### Written problem
The line containing "For every instance of the mosaic" and every line after it, through the last, are to be extracted exactly; no other lines belong in the answer.

### Excerpts from point annotation data
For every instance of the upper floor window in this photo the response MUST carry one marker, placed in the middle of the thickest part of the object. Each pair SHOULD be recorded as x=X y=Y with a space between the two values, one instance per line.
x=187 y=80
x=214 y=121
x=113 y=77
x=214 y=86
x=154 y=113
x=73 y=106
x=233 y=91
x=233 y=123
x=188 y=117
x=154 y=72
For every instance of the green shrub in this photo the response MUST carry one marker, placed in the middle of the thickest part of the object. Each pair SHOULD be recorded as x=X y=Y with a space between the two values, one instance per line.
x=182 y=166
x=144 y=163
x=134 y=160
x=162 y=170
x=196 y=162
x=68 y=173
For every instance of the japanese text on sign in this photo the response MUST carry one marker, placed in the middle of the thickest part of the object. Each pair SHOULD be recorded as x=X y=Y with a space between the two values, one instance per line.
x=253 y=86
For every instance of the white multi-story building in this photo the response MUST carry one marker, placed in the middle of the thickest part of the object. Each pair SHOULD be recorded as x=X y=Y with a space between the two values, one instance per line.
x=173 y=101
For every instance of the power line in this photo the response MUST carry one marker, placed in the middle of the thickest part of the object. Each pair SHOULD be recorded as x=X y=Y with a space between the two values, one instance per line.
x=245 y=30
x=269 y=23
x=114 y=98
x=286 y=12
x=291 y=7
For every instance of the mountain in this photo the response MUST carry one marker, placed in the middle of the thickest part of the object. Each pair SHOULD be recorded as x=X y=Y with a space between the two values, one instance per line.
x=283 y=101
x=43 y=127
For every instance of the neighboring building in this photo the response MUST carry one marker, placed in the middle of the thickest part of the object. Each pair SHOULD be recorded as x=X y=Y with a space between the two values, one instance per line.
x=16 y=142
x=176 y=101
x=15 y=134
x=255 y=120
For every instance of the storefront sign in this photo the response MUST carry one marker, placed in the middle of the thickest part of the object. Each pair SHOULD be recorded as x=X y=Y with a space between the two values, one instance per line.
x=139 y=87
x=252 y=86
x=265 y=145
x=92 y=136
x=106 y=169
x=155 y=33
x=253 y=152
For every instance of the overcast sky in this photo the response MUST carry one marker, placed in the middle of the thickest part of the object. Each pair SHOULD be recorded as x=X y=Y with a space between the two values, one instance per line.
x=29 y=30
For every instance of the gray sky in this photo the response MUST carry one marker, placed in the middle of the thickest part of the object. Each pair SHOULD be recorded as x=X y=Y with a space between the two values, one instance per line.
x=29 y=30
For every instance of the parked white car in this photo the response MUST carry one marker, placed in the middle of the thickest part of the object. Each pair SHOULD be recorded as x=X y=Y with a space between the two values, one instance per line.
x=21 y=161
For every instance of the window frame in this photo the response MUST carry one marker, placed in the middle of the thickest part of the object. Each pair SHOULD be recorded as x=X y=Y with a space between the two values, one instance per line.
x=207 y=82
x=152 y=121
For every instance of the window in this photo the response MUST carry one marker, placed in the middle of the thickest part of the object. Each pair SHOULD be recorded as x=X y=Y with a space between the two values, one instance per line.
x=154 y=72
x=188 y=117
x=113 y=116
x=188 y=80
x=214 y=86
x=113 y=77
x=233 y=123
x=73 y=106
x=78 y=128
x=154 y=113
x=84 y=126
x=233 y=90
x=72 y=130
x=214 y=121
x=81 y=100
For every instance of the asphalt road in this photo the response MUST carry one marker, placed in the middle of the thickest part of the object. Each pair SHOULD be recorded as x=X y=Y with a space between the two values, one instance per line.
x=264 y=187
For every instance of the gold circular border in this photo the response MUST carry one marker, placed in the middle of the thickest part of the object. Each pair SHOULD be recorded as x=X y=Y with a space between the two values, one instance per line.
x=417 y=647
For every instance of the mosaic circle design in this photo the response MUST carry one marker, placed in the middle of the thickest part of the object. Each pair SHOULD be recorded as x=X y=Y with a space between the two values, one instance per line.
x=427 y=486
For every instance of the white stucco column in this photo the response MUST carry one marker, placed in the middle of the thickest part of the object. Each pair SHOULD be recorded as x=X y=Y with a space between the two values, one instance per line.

### Reply to the task
For every instance of the mosaic circle design in this photo the response MUST carry one marker, placed in the middle of the thickest part of the object. Each pair SHOULD be recorded as x=X y=Y with a space between the two values, one instance per line.
x=427 y=486
For every instance of the white stucco column in this photo the response MUST carry one marker, placed in the middle of the thickest part of the object. Each pair SHOULD be recorded as x=X y=Y with a space between the two values, one instance per line.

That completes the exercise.